Short problem:
Count the lines in the records below that contain the string "blue", matching case exactly, and give only that number.

Dataset records:
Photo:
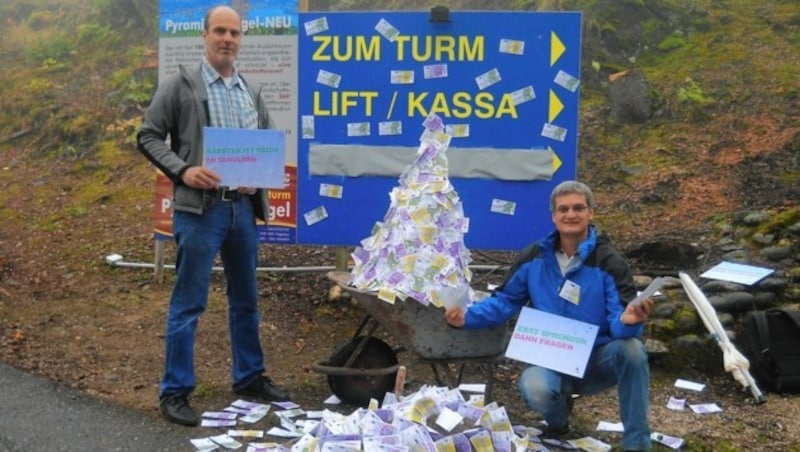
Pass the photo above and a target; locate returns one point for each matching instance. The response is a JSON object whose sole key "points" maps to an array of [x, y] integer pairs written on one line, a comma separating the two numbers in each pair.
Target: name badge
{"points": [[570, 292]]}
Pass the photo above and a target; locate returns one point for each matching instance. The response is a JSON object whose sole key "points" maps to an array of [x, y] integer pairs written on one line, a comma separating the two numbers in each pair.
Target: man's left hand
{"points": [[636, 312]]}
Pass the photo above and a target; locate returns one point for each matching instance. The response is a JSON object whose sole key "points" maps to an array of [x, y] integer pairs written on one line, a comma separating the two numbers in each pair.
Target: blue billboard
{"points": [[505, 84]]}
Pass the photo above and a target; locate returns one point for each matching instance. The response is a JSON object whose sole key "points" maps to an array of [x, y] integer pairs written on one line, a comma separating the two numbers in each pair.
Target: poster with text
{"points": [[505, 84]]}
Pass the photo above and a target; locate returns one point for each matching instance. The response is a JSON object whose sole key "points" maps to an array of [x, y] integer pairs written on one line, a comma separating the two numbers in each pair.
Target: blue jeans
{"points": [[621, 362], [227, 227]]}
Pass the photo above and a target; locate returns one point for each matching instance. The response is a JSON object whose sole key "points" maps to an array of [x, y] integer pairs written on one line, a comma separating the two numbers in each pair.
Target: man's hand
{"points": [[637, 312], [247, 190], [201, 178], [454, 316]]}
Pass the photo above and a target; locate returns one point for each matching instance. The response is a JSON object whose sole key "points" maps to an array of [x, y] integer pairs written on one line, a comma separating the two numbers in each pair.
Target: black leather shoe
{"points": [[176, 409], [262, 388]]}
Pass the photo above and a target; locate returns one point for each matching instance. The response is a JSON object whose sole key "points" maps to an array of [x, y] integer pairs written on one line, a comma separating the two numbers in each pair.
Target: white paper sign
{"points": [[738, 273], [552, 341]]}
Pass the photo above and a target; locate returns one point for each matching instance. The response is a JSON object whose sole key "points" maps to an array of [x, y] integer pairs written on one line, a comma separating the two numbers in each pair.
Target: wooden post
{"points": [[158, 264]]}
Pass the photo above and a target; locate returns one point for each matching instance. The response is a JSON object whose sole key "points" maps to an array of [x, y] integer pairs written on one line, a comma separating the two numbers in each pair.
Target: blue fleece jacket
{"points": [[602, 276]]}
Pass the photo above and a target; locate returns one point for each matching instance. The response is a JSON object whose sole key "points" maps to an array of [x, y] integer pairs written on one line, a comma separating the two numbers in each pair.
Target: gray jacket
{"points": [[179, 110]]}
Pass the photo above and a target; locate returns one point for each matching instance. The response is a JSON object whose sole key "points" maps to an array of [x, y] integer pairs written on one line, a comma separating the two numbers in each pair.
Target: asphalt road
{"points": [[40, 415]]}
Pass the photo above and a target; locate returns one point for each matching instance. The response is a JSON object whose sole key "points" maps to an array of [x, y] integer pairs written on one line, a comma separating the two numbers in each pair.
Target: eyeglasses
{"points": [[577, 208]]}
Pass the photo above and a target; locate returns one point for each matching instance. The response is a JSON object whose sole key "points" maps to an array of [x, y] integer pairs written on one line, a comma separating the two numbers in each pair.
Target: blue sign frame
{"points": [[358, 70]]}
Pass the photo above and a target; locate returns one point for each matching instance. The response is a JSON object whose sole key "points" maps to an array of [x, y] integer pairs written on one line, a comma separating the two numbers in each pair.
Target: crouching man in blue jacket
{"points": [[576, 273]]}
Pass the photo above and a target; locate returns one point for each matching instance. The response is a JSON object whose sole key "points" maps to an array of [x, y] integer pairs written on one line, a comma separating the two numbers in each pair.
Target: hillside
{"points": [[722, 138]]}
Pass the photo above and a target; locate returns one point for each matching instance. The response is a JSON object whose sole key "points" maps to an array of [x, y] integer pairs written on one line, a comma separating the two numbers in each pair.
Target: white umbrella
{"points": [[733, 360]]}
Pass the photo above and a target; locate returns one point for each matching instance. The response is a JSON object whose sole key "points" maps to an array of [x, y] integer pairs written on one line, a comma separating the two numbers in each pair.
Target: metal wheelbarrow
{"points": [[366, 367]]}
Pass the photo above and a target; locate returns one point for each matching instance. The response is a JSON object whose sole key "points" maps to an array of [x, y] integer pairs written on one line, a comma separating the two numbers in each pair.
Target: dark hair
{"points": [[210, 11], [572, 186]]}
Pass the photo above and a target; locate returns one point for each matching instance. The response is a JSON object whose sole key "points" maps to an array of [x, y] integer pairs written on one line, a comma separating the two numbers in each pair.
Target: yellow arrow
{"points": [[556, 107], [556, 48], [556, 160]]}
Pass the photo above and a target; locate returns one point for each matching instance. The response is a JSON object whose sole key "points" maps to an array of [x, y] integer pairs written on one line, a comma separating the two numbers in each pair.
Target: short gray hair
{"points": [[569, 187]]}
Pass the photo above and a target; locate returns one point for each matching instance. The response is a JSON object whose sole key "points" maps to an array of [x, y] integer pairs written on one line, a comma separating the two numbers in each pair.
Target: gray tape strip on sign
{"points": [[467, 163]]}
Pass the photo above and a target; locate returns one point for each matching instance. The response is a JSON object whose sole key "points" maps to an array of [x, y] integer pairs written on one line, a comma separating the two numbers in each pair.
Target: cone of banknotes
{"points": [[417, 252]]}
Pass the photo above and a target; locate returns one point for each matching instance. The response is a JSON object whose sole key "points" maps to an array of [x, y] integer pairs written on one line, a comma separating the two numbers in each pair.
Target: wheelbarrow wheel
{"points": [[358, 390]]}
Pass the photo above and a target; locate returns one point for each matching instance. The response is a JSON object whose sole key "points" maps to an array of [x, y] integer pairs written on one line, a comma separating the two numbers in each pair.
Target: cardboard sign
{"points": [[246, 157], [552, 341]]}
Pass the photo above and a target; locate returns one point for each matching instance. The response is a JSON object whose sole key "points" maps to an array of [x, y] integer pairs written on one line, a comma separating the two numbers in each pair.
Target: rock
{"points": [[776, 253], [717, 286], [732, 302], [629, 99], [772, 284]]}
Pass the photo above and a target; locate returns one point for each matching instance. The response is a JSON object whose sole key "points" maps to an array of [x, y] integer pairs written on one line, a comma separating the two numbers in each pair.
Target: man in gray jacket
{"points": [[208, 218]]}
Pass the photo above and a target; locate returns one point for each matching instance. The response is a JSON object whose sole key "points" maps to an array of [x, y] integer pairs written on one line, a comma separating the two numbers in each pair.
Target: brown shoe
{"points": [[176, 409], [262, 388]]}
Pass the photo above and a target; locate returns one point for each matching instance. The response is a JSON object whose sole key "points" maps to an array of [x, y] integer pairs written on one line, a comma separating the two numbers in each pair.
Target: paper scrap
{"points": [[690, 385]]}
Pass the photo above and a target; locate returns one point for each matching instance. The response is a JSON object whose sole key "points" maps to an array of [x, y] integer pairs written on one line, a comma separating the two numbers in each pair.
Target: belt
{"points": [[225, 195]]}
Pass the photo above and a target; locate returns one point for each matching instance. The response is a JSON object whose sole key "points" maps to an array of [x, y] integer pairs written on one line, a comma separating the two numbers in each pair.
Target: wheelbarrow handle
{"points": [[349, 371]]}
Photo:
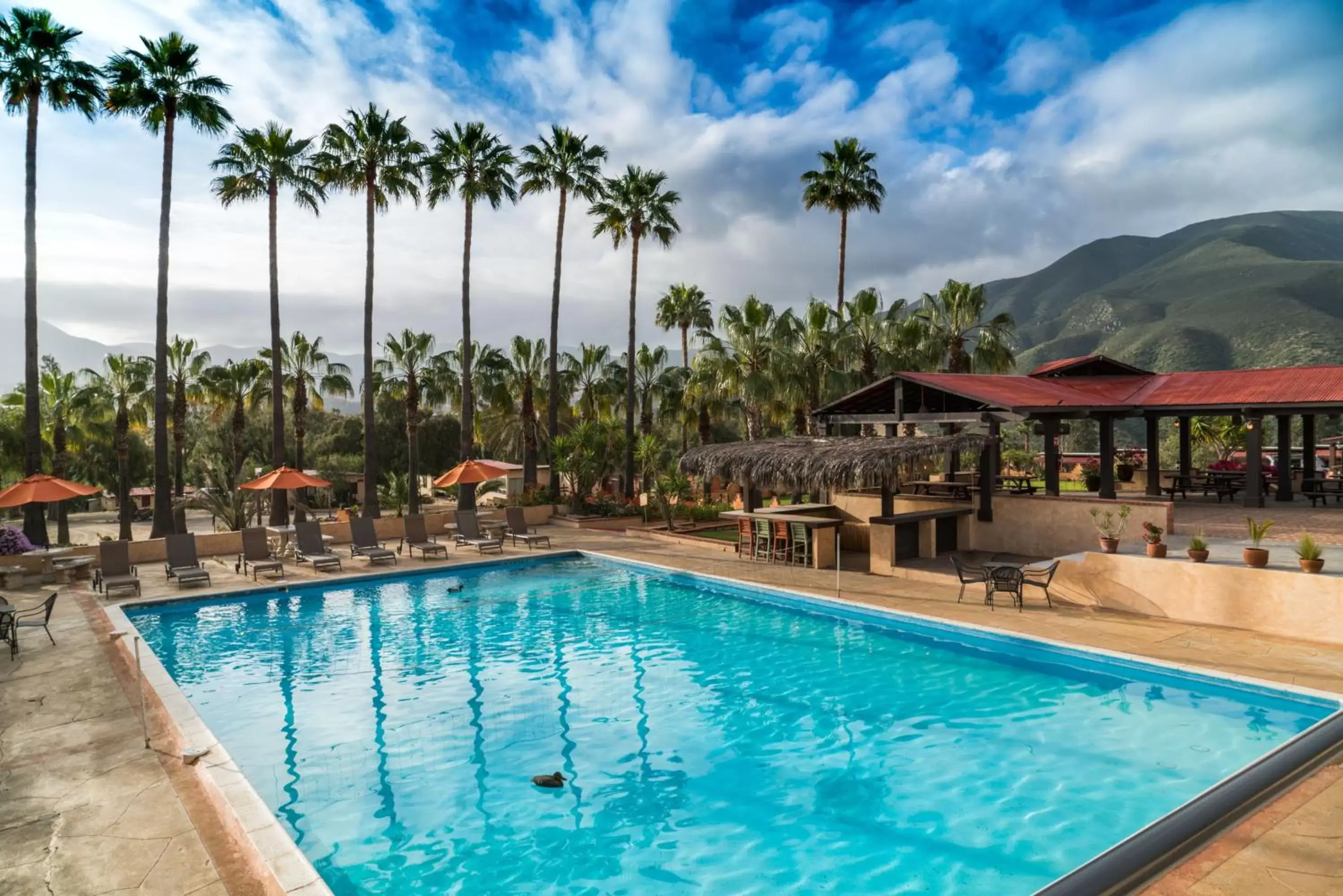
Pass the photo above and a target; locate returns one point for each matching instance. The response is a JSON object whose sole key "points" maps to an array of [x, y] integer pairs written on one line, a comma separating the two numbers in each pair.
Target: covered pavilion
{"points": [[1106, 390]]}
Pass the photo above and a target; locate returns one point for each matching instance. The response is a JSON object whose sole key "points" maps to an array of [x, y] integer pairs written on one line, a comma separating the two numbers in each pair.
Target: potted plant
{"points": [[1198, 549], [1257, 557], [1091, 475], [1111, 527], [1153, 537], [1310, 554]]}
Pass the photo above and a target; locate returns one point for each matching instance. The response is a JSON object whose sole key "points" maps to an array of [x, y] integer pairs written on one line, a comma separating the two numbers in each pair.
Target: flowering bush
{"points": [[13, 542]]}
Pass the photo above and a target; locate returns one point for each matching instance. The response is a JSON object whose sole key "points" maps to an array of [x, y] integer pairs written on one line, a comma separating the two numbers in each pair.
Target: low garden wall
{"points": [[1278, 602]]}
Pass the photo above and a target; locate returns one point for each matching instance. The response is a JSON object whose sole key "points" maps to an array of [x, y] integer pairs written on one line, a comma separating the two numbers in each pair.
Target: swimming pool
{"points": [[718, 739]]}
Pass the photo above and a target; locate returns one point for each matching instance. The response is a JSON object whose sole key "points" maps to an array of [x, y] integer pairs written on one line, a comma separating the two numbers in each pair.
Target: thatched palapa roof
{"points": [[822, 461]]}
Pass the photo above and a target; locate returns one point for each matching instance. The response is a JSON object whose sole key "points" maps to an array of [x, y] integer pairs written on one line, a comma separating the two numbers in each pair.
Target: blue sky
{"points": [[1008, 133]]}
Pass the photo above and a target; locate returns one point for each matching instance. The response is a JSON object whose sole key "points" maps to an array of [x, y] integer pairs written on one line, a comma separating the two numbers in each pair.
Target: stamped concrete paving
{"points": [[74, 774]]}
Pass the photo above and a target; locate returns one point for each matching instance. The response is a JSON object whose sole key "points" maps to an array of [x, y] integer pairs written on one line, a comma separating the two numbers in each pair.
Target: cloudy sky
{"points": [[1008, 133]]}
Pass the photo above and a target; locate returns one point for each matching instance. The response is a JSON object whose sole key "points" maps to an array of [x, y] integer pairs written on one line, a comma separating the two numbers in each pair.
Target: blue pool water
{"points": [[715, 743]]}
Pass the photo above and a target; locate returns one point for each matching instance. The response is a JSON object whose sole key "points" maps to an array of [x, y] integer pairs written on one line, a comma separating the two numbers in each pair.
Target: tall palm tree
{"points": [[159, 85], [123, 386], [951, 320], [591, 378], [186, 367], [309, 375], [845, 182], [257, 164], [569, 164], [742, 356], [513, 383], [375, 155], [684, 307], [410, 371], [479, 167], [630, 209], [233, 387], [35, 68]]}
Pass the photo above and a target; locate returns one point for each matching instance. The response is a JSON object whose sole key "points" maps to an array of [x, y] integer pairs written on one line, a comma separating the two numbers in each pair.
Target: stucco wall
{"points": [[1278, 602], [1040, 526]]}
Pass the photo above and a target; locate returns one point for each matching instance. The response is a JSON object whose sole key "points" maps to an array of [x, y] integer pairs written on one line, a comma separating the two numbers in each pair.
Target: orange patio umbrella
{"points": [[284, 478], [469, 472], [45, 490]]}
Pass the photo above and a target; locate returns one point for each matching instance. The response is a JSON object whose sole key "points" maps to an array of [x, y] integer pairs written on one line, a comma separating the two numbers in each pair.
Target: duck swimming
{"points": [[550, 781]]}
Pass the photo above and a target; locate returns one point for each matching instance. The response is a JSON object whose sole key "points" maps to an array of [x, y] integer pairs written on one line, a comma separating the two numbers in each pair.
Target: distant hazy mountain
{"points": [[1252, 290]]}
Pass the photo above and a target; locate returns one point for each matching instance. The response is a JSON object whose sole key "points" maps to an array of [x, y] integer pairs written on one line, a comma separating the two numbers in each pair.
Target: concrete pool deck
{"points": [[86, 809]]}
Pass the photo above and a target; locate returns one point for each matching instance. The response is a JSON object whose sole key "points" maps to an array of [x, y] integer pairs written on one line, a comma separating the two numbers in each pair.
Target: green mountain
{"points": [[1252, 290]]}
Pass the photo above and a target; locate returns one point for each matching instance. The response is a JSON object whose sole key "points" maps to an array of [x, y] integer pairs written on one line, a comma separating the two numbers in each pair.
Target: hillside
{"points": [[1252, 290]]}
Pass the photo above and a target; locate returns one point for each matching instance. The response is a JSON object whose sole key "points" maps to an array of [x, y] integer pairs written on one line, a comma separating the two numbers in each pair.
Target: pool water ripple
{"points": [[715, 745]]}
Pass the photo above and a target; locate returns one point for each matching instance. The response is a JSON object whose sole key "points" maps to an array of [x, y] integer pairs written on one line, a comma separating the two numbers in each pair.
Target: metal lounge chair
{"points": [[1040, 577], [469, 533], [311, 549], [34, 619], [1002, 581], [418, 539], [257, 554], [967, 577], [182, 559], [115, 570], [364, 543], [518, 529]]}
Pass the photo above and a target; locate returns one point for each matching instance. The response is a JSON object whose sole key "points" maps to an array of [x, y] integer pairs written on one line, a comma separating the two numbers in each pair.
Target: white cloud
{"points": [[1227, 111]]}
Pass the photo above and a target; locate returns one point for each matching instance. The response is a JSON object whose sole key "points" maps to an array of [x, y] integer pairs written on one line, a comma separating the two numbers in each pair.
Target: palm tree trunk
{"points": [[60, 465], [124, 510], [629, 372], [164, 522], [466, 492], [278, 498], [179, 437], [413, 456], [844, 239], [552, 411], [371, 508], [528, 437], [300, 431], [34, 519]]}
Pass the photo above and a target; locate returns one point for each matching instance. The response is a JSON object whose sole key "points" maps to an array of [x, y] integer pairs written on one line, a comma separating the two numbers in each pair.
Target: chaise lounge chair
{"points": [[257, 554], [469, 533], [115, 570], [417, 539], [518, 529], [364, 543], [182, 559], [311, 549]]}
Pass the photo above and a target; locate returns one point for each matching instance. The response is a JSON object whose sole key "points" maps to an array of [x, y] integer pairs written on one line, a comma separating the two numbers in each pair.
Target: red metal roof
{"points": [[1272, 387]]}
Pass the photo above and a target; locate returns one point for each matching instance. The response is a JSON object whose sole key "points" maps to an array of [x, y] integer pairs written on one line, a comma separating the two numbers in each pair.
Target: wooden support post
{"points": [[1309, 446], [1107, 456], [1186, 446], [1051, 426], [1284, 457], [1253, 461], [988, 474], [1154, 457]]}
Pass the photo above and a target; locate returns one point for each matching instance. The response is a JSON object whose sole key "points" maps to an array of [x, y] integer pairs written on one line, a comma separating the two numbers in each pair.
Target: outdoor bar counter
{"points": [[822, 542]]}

Answer to this task:
7